_WHAT NEEDS TO BE DONE_:
Locate the line that contains "Task: point to each instance of the man in navy". Print it and each following line through the end of the listing, verbatim, and nothing more.

_DATA SHOWN_:
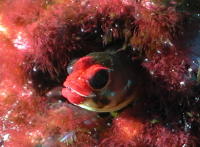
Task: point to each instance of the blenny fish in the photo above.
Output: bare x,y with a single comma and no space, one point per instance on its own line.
103,81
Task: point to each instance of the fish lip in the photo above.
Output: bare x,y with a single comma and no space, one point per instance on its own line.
80,94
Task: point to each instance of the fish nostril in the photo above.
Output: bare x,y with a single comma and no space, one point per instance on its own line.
99,79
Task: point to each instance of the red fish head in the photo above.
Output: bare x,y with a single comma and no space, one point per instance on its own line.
86,77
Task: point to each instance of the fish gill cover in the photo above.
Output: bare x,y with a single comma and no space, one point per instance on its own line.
39,38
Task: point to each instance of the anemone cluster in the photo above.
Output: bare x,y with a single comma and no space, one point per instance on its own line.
38,39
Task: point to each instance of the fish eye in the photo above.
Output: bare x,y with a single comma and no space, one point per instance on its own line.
100,79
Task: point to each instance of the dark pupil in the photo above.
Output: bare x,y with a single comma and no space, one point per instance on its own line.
99,80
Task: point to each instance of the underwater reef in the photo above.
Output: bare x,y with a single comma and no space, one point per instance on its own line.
40,38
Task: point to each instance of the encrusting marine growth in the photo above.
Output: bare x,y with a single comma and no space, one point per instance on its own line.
95,54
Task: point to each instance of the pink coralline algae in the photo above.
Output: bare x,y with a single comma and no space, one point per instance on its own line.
40,38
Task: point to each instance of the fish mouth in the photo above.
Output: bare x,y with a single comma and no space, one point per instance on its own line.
91,95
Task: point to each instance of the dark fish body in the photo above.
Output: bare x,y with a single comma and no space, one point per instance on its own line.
103,81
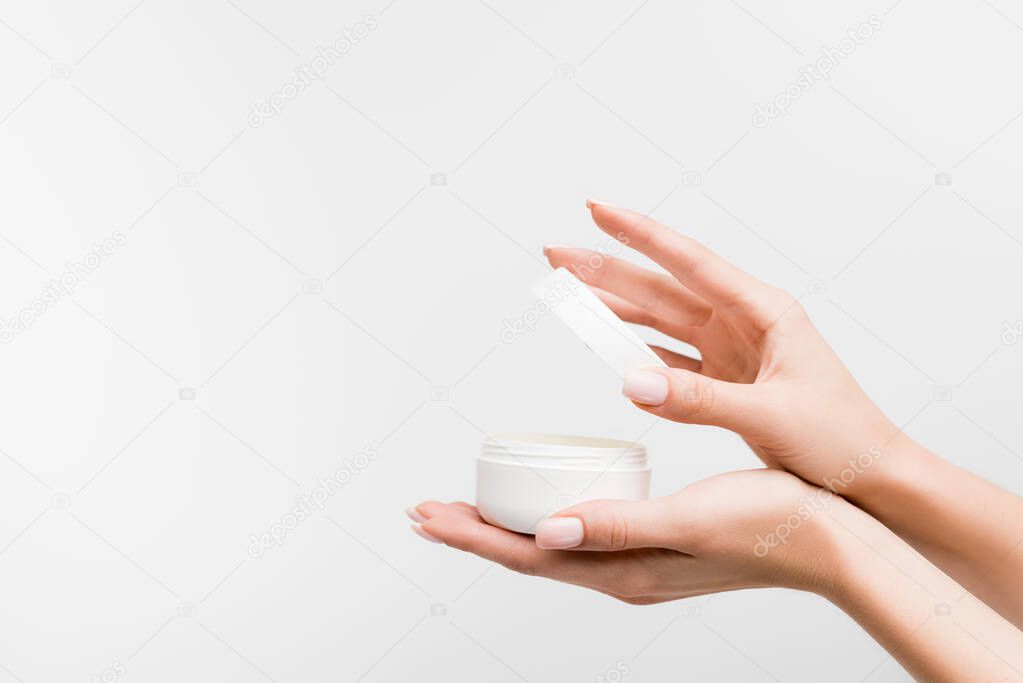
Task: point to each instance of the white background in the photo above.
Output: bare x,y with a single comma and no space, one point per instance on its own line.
127,510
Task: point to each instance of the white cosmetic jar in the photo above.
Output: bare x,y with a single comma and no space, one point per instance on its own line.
521,479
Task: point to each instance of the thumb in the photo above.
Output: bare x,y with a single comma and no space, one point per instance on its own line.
609,525
688,397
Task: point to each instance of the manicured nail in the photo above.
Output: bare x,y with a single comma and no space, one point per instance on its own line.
650,389
424,534
559,533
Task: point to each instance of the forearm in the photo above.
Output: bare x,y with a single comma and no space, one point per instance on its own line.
970,528
930,624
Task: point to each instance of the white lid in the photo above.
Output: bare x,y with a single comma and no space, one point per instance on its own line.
594,323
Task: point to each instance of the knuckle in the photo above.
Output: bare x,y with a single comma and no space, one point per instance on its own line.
698,399
618,535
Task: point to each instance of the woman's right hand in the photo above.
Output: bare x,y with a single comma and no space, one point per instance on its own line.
764,370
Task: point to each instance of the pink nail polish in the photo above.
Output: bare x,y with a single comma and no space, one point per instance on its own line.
648,388
424,534
559,533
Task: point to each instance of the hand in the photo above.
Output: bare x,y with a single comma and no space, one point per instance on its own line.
764,371
741,530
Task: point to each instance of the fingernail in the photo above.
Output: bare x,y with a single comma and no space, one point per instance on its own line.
650,389
559,533
424,534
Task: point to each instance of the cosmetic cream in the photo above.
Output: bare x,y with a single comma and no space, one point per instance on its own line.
523,479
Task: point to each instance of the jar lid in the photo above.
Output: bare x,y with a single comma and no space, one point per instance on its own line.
544,450
594,323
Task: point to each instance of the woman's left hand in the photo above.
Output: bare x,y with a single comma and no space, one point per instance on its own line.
741,530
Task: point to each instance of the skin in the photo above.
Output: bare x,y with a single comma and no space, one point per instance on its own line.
766,373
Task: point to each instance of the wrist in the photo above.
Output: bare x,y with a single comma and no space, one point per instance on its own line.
888,472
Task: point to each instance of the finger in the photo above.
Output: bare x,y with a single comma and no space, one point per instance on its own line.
686,397
674,360
611,525
431,508
659,293
516,551
699,269
631,313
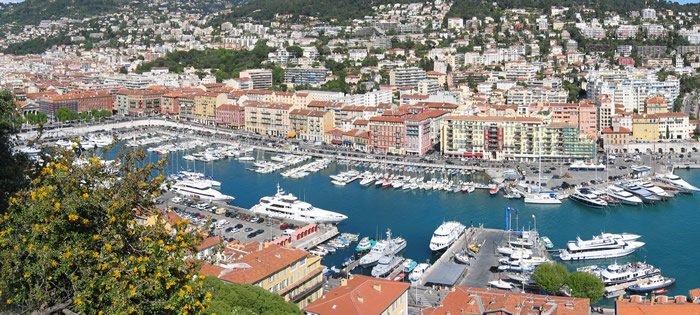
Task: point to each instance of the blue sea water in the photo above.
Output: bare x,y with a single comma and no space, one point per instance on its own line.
669,229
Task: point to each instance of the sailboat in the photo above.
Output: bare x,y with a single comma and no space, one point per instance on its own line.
540,197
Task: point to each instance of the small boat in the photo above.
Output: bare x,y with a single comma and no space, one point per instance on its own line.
547,242
500,284
462,258
654,283
409,265
365,244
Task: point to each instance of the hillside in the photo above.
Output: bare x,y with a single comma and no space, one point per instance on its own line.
33,11
481,8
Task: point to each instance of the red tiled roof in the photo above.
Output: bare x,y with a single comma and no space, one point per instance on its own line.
361,295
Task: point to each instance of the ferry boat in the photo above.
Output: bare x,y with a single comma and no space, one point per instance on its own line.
387,247
386,265
547,242
287,206
417,273
199,190
598,248
586,198
677,182
654,283
365,244
542,198
446,234
623,196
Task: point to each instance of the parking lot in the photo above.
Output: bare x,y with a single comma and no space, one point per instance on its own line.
226,222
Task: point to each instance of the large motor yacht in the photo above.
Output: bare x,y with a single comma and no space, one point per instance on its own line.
598,248
446,234
199,190
286,206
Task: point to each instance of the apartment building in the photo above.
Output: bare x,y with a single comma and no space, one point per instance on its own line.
387,135
267,118
655,105
307,75
310,125
406,76
138,102
291,273
583,114
77,101
261,78
363,295
512,138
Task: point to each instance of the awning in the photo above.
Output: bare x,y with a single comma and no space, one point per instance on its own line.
446,274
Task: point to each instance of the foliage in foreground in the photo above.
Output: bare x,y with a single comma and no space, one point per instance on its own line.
553,276
245,299
70,241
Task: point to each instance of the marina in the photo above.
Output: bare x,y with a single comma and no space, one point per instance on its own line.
393,208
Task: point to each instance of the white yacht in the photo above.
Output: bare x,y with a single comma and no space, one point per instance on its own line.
623,196
287,206
598,248
446,234
387,247
199,190
677,182
542,198
656,190
587,198
616,274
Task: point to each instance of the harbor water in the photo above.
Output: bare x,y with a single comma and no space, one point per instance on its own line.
669,229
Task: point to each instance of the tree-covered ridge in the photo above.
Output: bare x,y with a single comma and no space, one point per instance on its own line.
33,11
225,63
482,8
321,9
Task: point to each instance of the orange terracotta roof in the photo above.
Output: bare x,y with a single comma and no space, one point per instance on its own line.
466,300
361,295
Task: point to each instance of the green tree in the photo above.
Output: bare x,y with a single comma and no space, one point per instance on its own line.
245,299
550,277
70,242
63,114
13,165
296,50
586,285
277,75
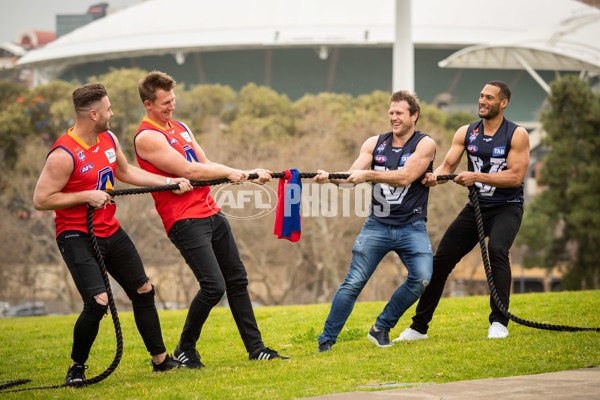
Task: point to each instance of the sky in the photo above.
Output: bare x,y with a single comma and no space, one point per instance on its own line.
40,15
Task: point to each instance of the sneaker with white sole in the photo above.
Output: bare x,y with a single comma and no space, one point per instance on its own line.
188,358
497,331
325,346
381,338
410,334
266,354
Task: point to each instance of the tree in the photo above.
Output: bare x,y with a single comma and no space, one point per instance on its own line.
561,227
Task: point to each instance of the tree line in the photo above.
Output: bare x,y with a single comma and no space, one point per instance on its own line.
258,127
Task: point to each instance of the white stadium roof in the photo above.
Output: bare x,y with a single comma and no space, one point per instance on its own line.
180,26
570,45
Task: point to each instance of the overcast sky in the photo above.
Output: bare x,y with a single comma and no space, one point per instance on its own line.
22,15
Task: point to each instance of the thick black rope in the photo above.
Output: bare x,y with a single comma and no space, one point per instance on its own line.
115,317
302,175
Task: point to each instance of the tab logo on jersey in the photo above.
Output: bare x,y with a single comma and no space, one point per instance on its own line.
111,155
87,168
499,151
404,158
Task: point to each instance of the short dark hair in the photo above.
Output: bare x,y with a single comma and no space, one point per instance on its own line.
148,85
410,98
88,94
504,89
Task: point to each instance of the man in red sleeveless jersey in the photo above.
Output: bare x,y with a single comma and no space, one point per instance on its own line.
194,222
80,167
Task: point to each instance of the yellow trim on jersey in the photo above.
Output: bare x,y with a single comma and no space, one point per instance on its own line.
156,124
81,142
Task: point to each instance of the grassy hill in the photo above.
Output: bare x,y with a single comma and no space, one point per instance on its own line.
38,348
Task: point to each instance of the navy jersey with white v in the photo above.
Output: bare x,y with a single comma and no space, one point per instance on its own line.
397,205
488,154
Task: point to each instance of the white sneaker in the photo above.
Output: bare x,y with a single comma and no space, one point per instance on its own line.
497,331
410,334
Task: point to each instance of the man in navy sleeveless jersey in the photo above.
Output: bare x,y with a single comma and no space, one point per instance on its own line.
392,162
81,166
498,157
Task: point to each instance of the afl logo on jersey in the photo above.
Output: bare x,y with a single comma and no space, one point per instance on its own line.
499,151
86,168
404,158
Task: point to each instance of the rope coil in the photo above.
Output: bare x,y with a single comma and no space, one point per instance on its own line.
302,175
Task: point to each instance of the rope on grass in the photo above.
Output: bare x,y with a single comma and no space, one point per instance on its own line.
488,271
303,175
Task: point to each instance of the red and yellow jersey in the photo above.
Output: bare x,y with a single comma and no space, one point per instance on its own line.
172,207
93,169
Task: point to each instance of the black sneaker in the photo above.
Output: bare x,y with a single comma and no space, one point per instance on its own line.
325,346
75,375
167,365
380,338
266,354
188,358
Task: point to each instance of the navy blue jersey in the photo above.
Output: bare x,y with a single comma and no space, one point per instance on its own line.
397,205
488,154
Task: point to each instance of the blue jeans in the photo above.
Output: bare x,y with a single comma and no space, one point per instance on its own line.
375,240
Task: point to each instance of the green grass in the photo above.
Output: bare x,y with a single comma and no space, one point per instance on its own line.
458,349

_SOLUTION BELOW_:
Task: point to each instance of the man in navy sleeveless jersey in the photo above.
Output: bare x,y with a single comma and no space, one point per instance on its own line.
392,162
81,166
498,157
Task: point to each instance of the afl logo on jersey in the photo above.
Output: bare x,y with a single comma and no space, one point per instance on its own line.
499,151
86,168
404,158
Task: point to each instance of the rope coil in the photo above.
Output: bare x,y with a single comma and no space, one point per instance on its own line.
302,175
Task: point to each instance of the rope on grass in the photo above.
Output: bare x,y with a single comma and no space, one point per instance on its own line.
488,271
303,175
Task: point to each instance of the red and yellow jersey in the photo above.
Output: bare x,y with a single comma and no space, one point per instance on its own line.
172,207
93,169
Task: point to each instance of the black sneaker in the photo above.
Output: bare x,y with a single comma and no space, one point per instance on its own line.
325,346
75,375
167,365
380,338
266,354
188,358
Task: point to each instance of the navy blue jersey in the photo above.
Output: bare x,y with a single comma and no space, one point per instance on its own line.
397,205
488,154
Task: point to each instance of the blue jeans in the photo above.
Output: bare x,y with a single comma and no space, one point per instance on its own line.
375,240
Task: point to each instance of the green grass in the photo above.
Output: bare x,y with a single comma and no space, one point per instance on its own line.
458,349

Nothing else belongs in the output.